**WORK TO BE COMPLETED**
Within the entries below, find every line that has the string "pink", then copy it.
***** DATA TO PROCESS *****
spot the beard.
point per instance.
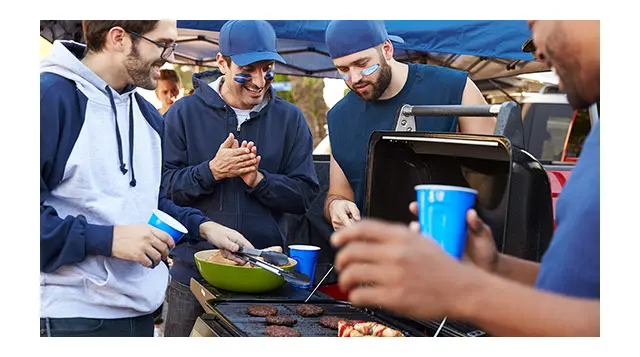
(140, 71)
(378, 87)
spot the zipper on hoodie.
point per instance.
(236, 183)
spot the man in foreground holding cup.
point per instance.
(100, 172)
(395, 267)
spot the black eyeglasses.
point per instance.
(167, 50)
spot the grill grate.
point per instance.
(233, 319)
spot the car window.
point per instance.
(547, 125)
(579, 131)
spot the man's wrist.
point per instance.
(469, 297)
(203, 229)
(327, 204)
(256, 181)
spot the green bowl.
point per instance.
(238, 278)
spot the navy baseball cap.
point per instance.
(344, 37)
(249, 41)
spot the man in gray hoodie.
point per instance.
(100, 180)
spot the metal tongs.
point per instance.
(292, 277)
(274, 258)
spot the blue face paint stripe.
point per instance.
(365, 72)
(242, 78)
(269, 76)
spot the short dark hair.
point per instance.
(95, 31)
(170, 75)
(227, 59)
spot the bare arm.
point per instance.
(520, 270)
(475, 125)
(339, 187)
(505, 308)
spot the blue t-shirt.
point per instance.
(352, 121)
(571, 265)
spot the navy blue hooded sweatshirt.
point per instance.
(196, 125)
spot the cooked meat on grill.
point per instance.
(281, 320)
(330, 322)
(262, 310)
(308, 310)
(281, 331)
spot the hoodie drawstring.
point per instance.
(123, 168)
(132, 183)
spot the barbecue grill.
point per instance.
(226, 314)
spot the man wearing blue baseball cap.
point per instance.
(362, 51)
(237, 152)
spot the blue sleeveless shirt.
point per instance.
(352, 121)
(571, 264)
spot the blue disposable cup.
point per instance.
(306, 256)
(442, 213)
(166, 223)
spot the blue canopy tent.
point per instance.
(485, 49)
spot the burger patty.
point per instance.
(262, 310)
(281, 331)
(281, 320)
(308, 310)
(330, 322)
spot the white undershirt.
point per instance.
(242, 114)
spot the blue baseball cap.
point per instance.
(249, 41)
(344, 37)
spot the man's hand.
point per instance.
(141, 243)
(232, 161)
(343, 213)
(253, 177)
(390, 266)
(480, 247)
(228, 240)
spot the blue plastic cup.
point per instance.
(306, 256)
(442, 213)
(166, 223)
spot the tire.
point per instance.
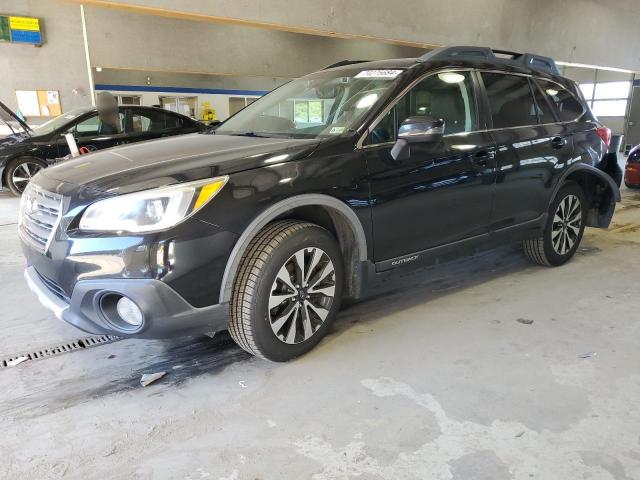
(269, 268)
(22, 168)
(560, 240)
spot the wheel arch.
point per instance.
(600, 190)
(323, 210)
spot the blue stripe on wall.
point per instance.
(151, 88)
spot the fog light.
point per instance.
(129, 312)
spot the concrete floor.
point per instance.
(435, 378)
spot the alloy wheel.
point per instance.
(567, 222)
(301, 295)
(23, 173)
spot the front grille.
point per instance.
(40, 213)
(54, 288)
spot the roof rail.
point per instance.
(342, 63)
(529, 60)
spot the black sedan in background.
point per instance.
(26, 150)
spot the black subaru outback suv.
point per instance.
(313, 192)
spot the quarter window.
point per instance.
(567, 105)
(545, 114)
(510, 100)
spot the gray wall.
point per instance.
(58, 65)
(581, 31)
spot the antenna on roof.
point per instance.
(506, 57)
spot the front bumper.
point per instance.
(166, 313)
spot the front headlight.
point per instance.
(150, 210)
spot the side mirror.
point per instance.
(418, 129)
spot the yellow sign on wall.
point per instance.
(24, 23)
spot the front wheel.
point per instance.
(287, 290)
(564, 229)
(20, 171)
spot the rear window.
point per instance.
(510, 99)
(567, 106)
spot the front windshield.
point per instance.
(50, 126)
(327, 103)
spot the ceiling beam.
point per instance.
(199, 17)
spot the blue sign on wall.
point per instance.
(26, 36)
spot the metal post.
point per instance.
(86, 54)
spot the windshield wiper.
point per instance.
(249, 134)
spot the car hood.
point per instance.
(12, 121)
(172, 160)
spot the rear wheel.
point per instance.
(564, 229)
(287, 291)
(20, 171)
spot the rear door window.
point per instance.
(510, 99)
(567, 106)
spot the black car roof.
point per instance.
(471, 57)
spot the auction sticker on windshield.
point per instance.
(382, 74)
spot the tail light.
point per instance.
(605, 134)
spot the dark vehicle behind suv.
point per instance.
(263, 226)
(28, 150)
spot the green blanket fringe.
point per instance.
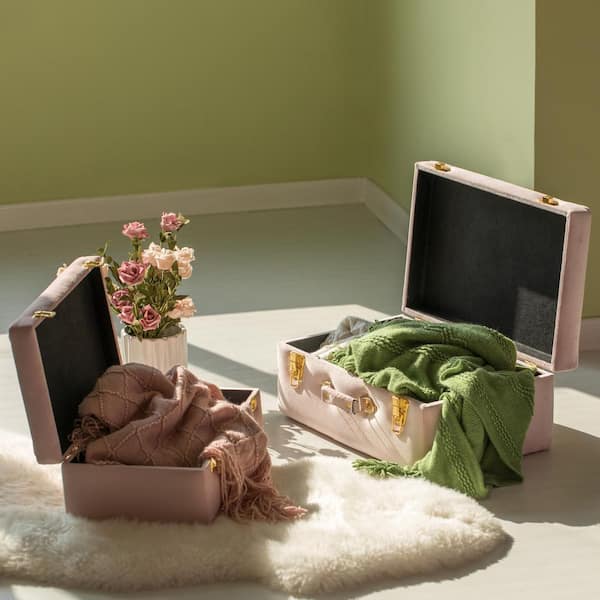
(487, 398)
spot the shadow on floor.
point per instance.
(232, 369)
(561, 485)
(585, 378)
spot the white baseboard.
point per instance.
(390, 213)
(57, 213)
(590, 334)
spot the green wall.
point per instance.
(113, 96)
(451, 80)
(567, 128)
(101, 97)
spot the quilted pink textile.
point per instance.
(136, 415)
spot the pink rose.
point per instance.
(135, 230)
(149, 255)
(164, 259)
(170, 222)
(131, 272)
(120, 299)
(150, 318)
(185, 270)
(127, 315)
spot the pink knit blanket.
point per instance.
(136, 415)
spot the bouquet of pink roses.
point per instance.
(143, 288)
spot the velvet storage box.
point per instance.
(479, 250)
(61, 344)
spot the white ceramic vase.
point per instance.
(161, 353)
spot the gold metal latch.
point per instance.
(44, 314)
(400, 406)
(296, 368)
(545, 199)
(92, 264)
(369, 407)
(253, 403)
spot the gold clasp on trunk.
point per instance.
(400, 406)
(369, 407)
(545, 199)
(296, 368)
(253, 403)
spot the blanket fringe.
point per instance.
(384, 469)
(87, 429)
(250, 498)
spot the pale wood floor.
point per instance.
(261, 277)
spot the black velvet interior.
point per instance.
(481, 258)
(236, 396)
(310, 344)
(77, 346)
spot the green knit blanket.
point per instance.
(487, 399)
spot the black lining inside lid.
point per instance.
(77, 346)
(482, 258)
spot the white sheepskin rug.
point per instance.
(359, 530)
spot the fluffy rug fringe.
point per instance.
(358, 530)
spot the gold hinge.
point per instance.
(296, 368)
(44, 314)
(92, 264)
(545, 199)
(400, 406)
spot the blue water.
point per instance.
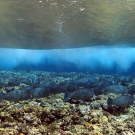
(93, 60)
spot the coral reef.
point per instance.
(52, 116)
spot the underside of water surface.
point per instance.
(67, 67)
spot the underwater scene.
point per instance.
(67, 67)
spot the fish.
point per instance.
(123, 101)
(39, 92)
(8, 81)
(26, 93)
(16, 95)
(131, 90)
(83, 82)
(30, 80)
(80, 94)
(116, 89)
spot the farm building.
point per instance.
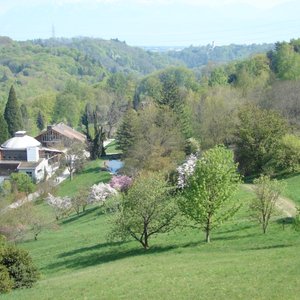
(60, 136)
(25, 154)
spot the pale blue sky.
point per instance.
(154, 22)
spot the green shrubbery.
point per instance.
(16, 268)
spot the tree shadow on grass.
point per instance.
(82, 214)
(233, 237)
(270, 247)
(90, 170)
(79, 258)
(235, 229)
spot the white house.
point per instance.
(25, 154)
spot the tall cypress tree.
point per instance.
(40, 121)
(12, 113)
(4, 135)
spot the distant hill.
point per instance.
(41, 66)
(194, 57)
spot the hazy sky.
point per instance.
(154, 22)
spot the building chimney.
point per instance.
(20, 133)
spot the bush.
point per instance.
(19, 266)
(6, 283)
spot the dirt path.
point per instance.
(287, 206)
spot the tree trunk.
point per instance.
(207, 231)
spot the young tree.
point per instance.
(100, 192)
(207, 197)
(12, 113)
(74, 158)
(4, 135)
(146, 209)
(80, 201)
(258, 138)
(267, 194)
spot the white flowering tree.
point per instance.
(186, 170)
(100, 192)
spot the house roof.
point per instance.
(20, 142)
(67, 131)
(26, 165)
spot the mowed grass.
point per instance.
(77, 262)
(90, 175)
(292, 190)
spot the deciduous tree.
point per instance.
(145, 210)
(267, 194)
(207, 198)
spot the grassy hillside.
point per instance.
(77, 262)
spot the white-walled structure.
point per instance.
(25, 154)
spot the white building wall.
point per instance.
(33, 154)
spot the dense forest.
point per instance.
(82, 81)
(54, 79)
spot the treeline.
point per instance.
(197, 57)
(247, 105)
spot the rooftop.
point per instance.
(20, 141)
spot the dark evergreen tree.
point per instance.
(126, 133)
(12, 113)
(4, 135)
(40, 121)
(25, 116)
(95, 141)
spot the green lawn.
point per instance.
(293, 188)
(90, 175)
(76, 262)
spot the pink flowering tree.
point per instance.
(120, 182)
(186, 170)
(100, 192)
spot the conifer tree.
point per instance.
(3, 130)
(40, 121)
(12, 113)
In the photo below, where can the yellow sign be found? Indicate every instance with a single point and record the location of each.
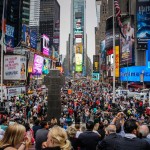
(79, 48)
(117, 61)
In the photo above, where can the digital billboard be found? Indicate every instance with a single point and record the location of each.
(95, 76)
(38, 64)
(9, 38)
(143, 25)
(46, 66)
(109, 34)
(95, 63)
(132, 74)
(127, 42)
(117, 61)
(103, 52)
(45, 45)
(14, 67)
(29, 37)
(78, 59)
(78, 68)
(79, 48)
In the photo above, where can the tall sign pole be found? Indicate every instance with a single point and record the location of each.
(2, 49)
(114, 56)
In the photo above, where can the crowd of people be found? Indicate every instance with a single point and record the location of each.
(90, 120)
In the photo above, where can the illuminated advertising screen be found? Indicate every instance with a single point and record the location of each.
(95, 63)
(14, 67)
(79, 48)
(29, 37)
(46, 66)
(127, 42)
(132, 74)
(95, 76)
(78, 68)
(103, 52)
(45, 45)
(143, 25)
(9, 38)
(38, 65)
(109, 34)
(78, 59)
(117, 61)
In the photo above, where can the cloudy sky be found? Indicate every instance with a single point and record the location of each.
(65, 25)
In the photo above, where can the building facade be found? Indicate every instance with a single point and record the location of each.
(78, 42)
(34, 15)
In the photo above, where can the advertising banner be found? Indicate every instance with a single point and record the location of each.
(95, 76)
(9, 38)
(29, 37)
(78, 40)
(127, 43)
(30, 63)
(95, 63)
(143, 25)
(45, 45)
(109, 34)
(38, 64)
(78, 59)
(14, 67)
(46, 66)
(78, 68)
(79, 48)
(15, 91)
(133, 74)
(117, 61)
(103, 52)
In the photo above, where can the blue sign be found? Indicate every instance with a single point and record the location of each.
(143, 27)
(95, 76)
(9, 37)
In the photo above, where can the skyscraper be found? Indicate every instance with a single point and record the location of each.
(78, 50)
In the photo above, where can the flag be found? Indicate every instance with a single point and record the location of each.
(118, 16)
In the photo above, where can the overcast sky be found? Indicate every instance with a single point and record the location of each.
(65, 25)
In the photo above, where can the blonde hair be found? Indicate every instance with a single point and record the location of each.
*****
**TASK ANSWER**
spot the quilted pink textile.
spot the pink rose.
spot the pink knit blanket.
spot the bouquet of pink roses.
spot the pink flowering tree.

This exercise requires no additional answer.